§ **WORK INSTRUCTION**
Look below for the line containing "Target: man with gray hair and glasses"; write out that line and each one after it to the end, exactly, and nothing else.

§ **EXCERPTED DATA**
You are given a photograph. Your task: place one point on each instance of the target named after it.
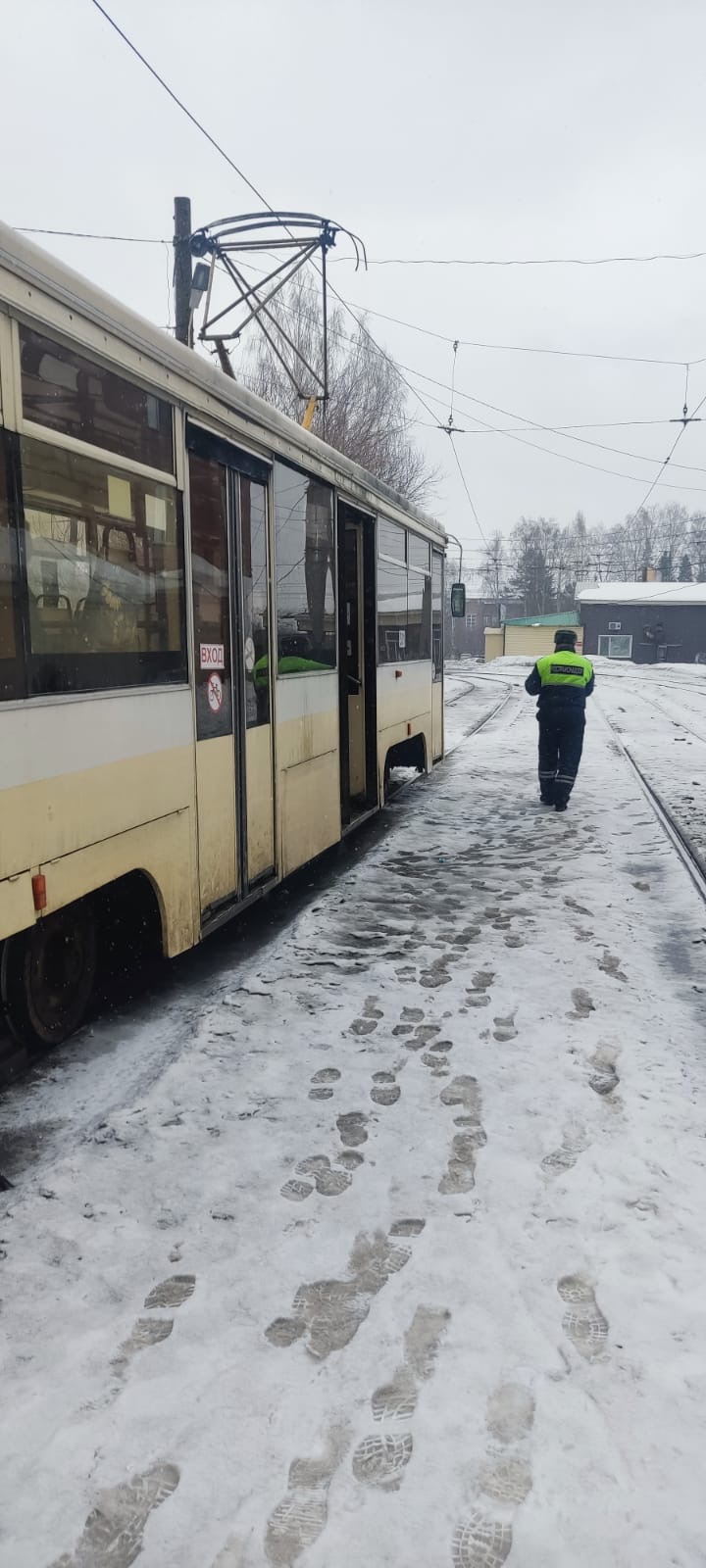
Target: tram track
(692, 859)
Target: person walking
(561, 681)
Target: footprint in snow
(114, 1531)
(322, 1082)
(584, 1004)
(604, 1076)
(485, 1537)
(384, 1089)
(381, 1457)
(582, 1322)
(153, 1330)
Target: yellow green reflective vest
(565, 668)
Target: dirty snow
(384, 1246)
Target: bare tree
(366, 415)
(493, 568)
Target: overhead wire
(687, 420)
(468, 493)
(361, 326)
(533, 261)
(490, 428)
(396, 320)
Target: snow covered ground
(384, 1244)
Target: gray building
(643, 621)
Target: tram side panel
(93, 791)
(405, 713)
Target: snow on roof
(640, 593)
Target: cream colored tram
(217, 635)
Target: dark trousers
(561, 747)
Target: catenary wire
(533, 261)
(396, 320)
(256, 192)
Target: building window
(438, 613)
(12, 684)
(616, 647)
(305, 568)
(104, 574)
(76, 397)
(253, 537)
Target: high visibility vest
(565, 668)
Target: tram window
(104, 574)
(391, 540)
(253, 535)
(438, 613)
(305, 572)
(418, 553)
(211, 595)
(391, 613)
(420, 616)
(10, 678)
(70, 394)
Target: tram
(217, 637)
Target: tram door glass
(231, 658)
(256, 679)
(357, 659)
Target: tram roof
(33, 266)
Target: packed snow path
(399, 1256)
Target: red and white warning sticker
(216, 694)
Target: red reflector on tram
(39, 891)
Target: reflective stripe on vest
(565, 668)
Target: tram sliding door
(231, 618)
(357, 661)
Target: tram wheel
(47, 976)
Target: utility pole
(182, 270)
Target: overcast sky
(457, 129)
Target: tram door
(357, 661)
(231, 619)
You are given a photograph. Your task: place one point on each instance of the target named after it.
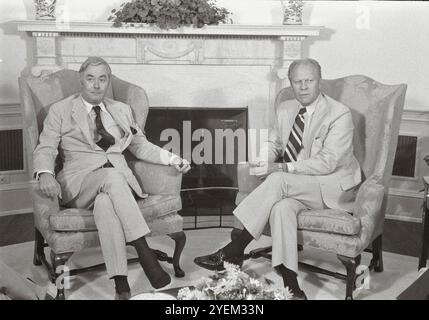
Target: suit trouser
(277, 201)
(116, 214)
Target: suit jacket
(327, 149)
(66, 130)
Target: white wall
(386, 40)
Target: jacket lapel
(80, 115)
(316, 123)
(290, 114)
(120, 118)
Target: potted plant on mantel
(292, 11)
(169, 14)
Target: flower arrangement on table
(233, 284)
(169, 14)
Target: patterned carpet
(400, 271)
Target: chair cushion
(330, 221)
(152, 208)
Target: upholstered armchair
(69, 230)
(376, 111)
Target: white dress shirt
(308, 116)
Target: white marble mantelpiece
(230, 30)
(224, 66)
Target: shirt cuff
(37, 174)
(173, 158)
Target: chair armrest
(156, 178)
(43, 207)
(367, 207)
(246, 182)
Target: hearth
(209, 188)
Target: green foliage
(169, 14)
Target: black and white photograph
(219, 150)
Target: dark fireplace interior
(208, 189)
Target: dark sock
(153, 270)
(236, 247)
(141, 246)
(289, 278)
(121, 284)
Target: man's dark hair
(94, 61)
(299, 62)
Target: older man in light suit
(314, 136)
(91, 131)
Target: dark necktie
(106, 138)
(294, 144)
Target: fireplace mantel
(223, 66)
(225, 30)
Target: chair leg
(180, 240)
(351, 265)
(58, 262)
(425, 241)
(377, 254)
(39, 253)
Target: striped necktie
(294, 144)
(106, 138)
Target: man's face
(305, 84)
(94, 83)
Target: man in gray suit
(314, 136)
(92, 131)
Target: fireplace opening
(214, 140)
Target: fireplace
(225, 67)
(209, 188)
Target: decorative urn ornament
(45, 9)
(292, 11)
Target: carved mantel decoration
(186, 45)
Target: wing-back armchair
(69, 230)
(376, 111)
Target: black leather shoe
(123, 295)
(215, 261)
(299, 296)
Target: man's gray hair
(95, 61)
(299, 62)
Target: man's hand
(49, 186)
(263, 169)
(181, 165)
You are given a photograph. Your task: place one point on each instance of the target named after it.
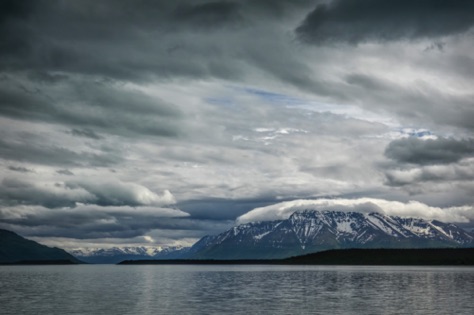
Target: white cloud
(284, 210)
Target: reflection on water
(102, 289)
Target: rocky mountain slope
(312, 231)
(117, 254)
(15, 249)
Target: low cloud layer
(284, 210)
(110, 109)
(429, 152)
(372, 20)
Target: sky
(154, 123)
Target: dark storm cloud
(87, 133)
(417, 102)
(91, 221)
(20, 169)
(40, 153)
(102, 105)
(138, 40)
(375, 20)
(221, 209)
(31, 191)
(208, 15)
(65, 172)
(426, 152)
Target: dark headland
(370, 257)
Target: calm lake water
(110, 289)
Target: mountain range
(117, 254)
(304, 232)
(15, 249)
(312, 231)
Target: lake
(234, 289)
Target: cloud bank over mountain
(210, 109)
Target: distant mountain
(313, 231)
(16, 249)
(117, 254)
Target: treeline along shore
(371, 257)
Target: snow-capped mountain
(117, 254)
(311, 231)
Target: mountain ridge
(15, 249)
(310, 231)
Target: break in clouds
(158, 122)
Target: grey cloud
(32, 191)
(418, 102)
(426, 152)
(374, 20)
(65, 172)
(87, 133)
(39, 153)
(208, 15)
(20, 169)
(102, 105)
(91, 221)
(18, 191)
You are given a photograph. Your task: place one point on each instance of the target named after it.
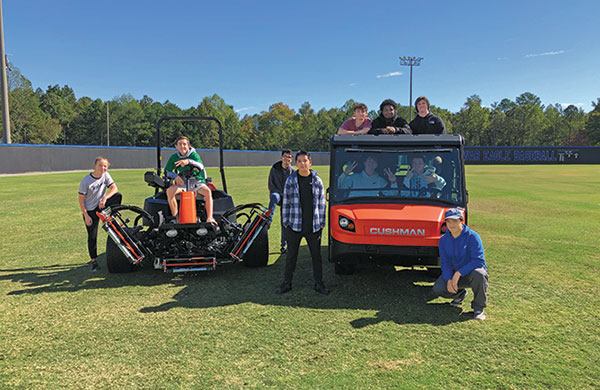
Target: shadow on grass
(397, 296)
(76, 277)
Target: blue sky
(256, 53)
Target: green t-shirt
(192, 156)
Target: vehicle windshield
(399, 173)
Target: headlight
(346, 224)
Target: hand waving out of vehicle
(350, 168)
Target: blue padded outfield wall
(532, 155)
(19, 158)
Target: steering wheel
(188, 174)
(436, 192)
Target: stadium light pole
(410, 61)
(4, 81)
(107, 123)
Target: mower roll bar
(191, 119)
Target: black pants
(93, 228)
(314, 245)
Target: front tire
(344, 269)
(258, 254)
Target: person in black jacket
(425, 122)
(279, 173)
(388, 121)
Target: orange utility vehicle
(388, 195)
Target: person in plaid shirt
(303, 213)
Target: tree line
(56, 116)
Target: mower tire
(258, 254)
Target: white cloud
(391, 74)
(245, 109)
(547, 53)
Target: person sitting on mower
(93, 197)
(367, 182)
(185, 159)
(421, 176)
(358, 124)
(388, 121)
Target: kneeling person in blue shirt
(463, 264)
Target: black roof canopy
(391, 140)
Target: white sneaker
(479, 315)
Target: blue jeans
(477, 280)
(274, 199)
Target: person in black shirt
(279, 173)
(303, 210)
(425, 122)
(388, 121)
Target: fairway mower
(151, 236)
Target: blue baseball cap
(454, 214)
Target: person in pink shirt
(358, 124)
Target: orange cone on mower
(187, 212)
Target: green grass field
(65, 327)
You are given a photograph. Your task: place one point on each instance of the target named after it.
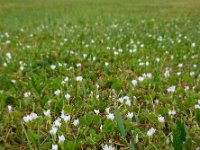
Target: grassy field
(97, 74)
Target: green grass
(109, 44)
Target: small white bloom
(110, 116)
(151, 131)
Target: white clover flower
(108, 147)
(110, 116)
(67, 96)
(54, 147)
(171, 89)
(57, 92)
(129, 115)
(96, 111)
(53, 131)
(27, 94)
(61, 138)
(76, 122)
(134, 82)
(79, 78)
(47, 112)
(53, 67)
(151, 131)
(161, 119)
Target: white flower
(76, 122)
(134, 82)
(171, 89)
(47, 113)
(96, 111)
(54, 147)
(79, 78)
(27, 94)
(151, 131)
(53, 67)
(53, 131)
(110, 116)
(67, 96)
(108, 147)
(57, 92)
(61, 138)
(129, 115)
(161, 119)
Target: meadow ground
(99, 74)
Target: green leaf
(120, 122)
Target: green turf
(129, 54)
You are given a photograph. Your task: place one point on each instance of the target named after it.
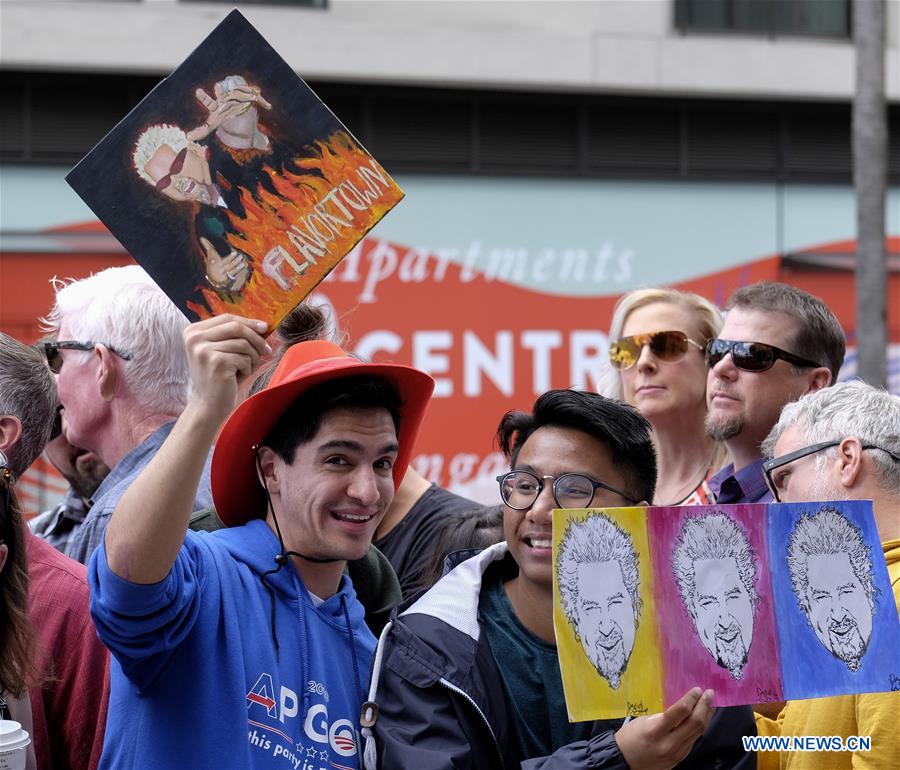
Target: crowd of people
(246, 571)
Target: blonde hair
(707, 320)
(151, 140)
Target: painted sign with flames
(232, 184)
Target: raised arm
(148, 525)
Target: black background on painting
(156, 231)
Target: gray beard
(723, 428)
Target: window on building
(821, 18)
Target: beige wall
(626, 46)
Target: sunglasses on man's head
(667, 346)
(751, 356)
(174, 169)
(54, 357)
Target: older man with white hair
(123, 380)
(840, 443)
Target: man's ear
(10, 432)
(850, 459)
(266, 464)
(107, 373)
(818, 378)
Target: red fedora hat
(237, 493)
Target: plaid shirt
(87, 536)
(748, 485)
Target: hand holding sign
(661, 741)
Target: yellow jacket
(873, 714)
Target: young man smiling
(468, 675)
(246, 647)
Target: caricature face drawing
(715, 572)
(839, 609)
(831, 575)
(722, 612)
(606, 618)
(598, 573)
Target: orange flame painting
(232, 184)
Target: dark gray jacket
(441, 702)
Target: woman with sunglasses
(657, 341)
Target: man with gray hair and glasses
(123, 380)
(841, 443)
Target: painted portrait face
(840, 612)
(722, 612)
(606, 618)
(182, 176)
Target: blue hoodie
(195, 680)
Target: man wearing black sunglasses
(842, 443)
(123, 379)
(777, 343)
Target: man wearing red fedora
(246, 647)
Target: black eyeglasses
(54, 357)
(668, 346)
(776, 481)
(751, 356)
(520, 489)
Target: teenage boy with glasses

§ **TASK OUTPUT**
Target: man with gray hair and glasses
(123, 380)
(841, 443)
Target: painted portrait face
(840, 612)
(722, 612)
(606, 618)
(182, 176)
Target: blue hoodie
(195, 680)
Target: man wearing black sunglasses
(842, 443)
(123, 379)
(777, 343)
Target: man wearing red fedora
(246, 647)
Target: black eyeglasses
(54, 357)
(668, 346)
(776, 481)
(751, 356)
(520, 489)
Target: teenage boy with glasses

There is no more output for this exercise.